▸ **SUPPLIED TEXT**:
____________

[dba-SQLServer] Parse name field

Arthur Fuller artful at rogers.com
Fri Oct 8 11:31:36 CDT 2004


John W. Colby wrote:

>So.... Now I need to know how to find and return the last word in a field.
>I have never written a stored procedure but if you can give me a starting
>point I think maybe I can pick it up from there.  I assume that I can then
>create an update query where a last name field is set to the value returned
>from a SP where the SP is passed in the data from the name field.  The SP
>then does all the processing required to find that last name.
>
>As always, this needs to be as fast as possible since this will be running
>against 64 million names.  I will just be putting 3 or 4 machines to work
>running this functionality against different sets of records to speed up the
>whole process.
>
>John W. Colby
>www.ColbyConsulting.com 
>
>Contribute your unused CPU cycles to a good cause:
>http://folding.stanford.edu/
>
>-----Original Message-----
>From: dba-sqlserver-bounces at databaseadvisors.com
>[mailto:dba-sqlserver-bounces at databaseadvisors.com] On Behalf Of John W.
>Colby
>Sent: Friday, October 08, 2004 11:19 AM
>To: dba-sqlserver at databaseadvisors.com
>Subject: RE: [dba-SQLServer] Parse name field
>
>
>Come to think of it though, for my purposes it might not be as difficult as
>it appears.  This is for the nVLDB mailing list and I do not need to sort on
>or lookup names.  I need the last name just for the purpose of building up a
>check field where you use the first N characters of the last name, the zip
>etc.  Thus it doesn't matter to me whether I have the entire last name or
>just the last word of the last name.
>
>It's always a good thing to talk about a problem because doing so triggers
>the brain to analyze the problem.
>
>John W. Colby
>www.ColbyConsulting.com 
>
>Contribute your unused CPU cycles to a good cause:
>http://folding.stanford.edu/
>
>-----Original Message-----
>From: dba-sqlserver-bounces at databaseadvisors.com
>[mailto:dba-sqlserver-bounces at databaseadvisors.com] On Behalf Of Elam,
>Debbie
>Sent: Friday, October 08, 2004 11:01 AM
>To: 'dba-sqlserver at databaseadvisors.com'
>Subject: RE: [dba-SQLServer] Parse name field
>
>
>The biggest crimp I can see is people with spaces in their last name.  I
>have seen the last name de la Rosa.  That is only one example.
>
>Debbie
>
>-----Original Message-----
>From: Arthur Fuller [mailto:artful at rogers.com] 
>Sent: Friday, October 08, 2004 9:46 AM
>To: dba-sqlserver at databaseadvisors.com
>Subject: Re: [dba-SQLServer] Parse name field
>
>
>John W. Colby wrote:
>
>  
>
>>Does anyone have a SP (or whatever) that can parse a single field with
>>    
>>
>first
>  
>
>>/ middle / last name into separate fields?

____________

▸ **REQUIRED ACTIONS**:
**a.** In the name-parsing thread, how many names will the processing run against?
**b.** List every time that appears on a "Sent:" line in the name-parsing thread.
**c.** Carry the name-parsing thread forward from the point where it stops.
The material after this point is separate from the name-parsing thread.

____________

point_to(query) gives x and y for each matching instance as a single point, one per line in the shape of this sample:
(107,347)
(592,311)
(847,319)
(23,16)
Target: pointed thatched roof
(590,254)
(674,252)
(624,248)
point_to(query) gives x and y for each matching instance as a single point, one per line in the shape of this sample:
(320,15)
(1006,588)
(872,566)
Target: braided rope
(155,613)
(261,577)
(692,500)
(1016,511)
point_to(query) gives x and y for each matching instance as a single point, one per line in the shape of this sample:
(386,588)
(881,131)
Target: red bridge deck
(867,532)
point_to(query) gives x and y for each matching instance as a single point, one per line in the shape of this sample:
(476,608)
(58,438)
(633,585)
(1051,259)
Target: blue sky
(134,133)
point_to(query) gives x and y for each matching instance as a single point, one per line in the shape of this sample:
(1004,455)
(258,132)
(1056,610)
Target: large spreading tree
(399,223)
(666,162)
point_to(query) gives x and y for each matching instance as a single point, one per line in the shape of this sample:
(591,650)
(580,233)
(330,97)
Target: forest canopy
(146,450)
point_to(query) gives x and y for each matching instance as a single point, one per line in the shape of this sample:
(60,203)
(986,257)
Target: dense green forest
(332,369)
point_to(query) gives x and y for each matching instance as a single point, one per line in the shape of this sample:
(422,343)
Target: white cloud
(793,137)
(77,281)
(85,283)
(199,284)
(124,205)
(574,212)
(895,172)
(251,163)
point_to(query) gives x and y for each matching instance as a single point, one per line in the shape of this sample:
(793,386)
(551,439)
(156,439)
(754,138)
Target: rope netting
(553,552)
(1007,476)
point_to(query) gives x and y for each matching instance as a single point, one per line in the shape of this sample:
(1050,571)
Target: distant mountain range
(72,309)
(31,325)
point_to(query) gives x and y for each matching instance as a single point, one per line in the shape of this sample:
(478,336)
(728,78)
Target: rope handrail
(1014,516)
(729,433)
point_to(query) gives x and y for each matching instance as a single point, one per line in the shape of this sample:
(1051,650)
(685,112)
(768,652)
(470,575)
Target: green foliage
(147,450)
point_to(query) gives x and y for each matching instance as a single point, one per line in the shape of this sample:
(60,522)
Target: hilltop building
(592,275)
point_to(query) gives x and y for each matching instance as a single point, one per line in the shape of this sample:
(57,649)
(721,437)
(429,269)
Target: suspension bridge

____________

▸ **OUTPUTS FOR THE TASKS**:
**a.** 64 million names.

**b.** 11:19 AM, 11:01 AM, 9:46 AM

**c.**
>>
>>John W. Colby
>>www.ColbyConsulting.com
>>
>>
>>_______________________________________________
>>dba-SQLServer mailing list
>>dba-SQLServer at databaseadvisors.com
>>http://databaseadvisors.com/mailman/listinfo/dba-sqlserver
>>http://www.databaseadvisors.com
>>
>>
>> 
>>
>>    
>>
>This wouldn't take long to write, but first let's get the requirements 
>straight....
>
>Assume the delimiter is a space?
>Assume that if there is only one space, then there is no middle name? Assume
>that if there are more than two spaces, the person has two middle 
>names?
>
>Yay or nay?
>
>A.
>_______________________________________________
>dba-SQLServer mailing list
>dba-SQLServer at databaseadvisors.com
>http://databaseadvisors.com/mailman/listinfo/dba-sqlserver
>http://www.databaseadvisors.com
>- JENKENS & GILCHRIST E-MAIL NOTICE - This transmission may be: (1) subject
>to the Attorney-Client Privilege, (2) an attorney work product, or (3)
>strictly confidential. If you are not the intended recipient of this
>message, you may not disclose, print, copy or disseminate this information.
>If you have received this in error, please reply and notify the sender
>(only) and delete the message. Unauthorized interception of this e-mail is a
>violation of federal criminal law. 
>This communication does not reflect an intention by the sender or the
>sender's client or principal to conduct a transaction or make any agreement
>by electronic means.  Nothing contained in this message or in any attachment
>shall satisfy the requirements for a writing, and nothing contained herein
>shall constitute a contract or electronic signature under the Electronic
>Signatures in Global and National Commerce Act, any version of the Uniform
>Electronic Transactions Act or any other statute governing electronic
>transactions. _______________________________________________
>dba-SQLServer mailing list
>dba-SQLServer at databaseadvisors.com
>http://databaseadvisors.com/mailman/listinfo/dba-sqlserver
>http://www.databaseadvisors.com
>
>
>
>
>_______________________________________________
>dba-SQLServer mailing list
>dba-SQLServer at databaseadvisors.com
>http://databaseadvisors.com/mailman/listinfo/dba-sqlserver
>http://www.databaseadvisors.com
>
>
>
>
>_______________________________________________
>dba-SQLServer mailing list
>dba-SQLServer at databaseadvisors.com
>http://databaseadvisors.com/mailman/listinfo/dba-sqlserver
>http://www.databaseadvisors.com
>
>
>  
>
As was pointed out earlier, you need to anticipate such things as a 
Surname like "de la Vega", as well as two middle names. You might devise 
a rule that says the first space delimits the first name, but then what?

1. Antonio Carlos Jobim -- straightforward
2. Maria Theresa de la Vega -- first space delimits first name, then 
what? Lower case rule?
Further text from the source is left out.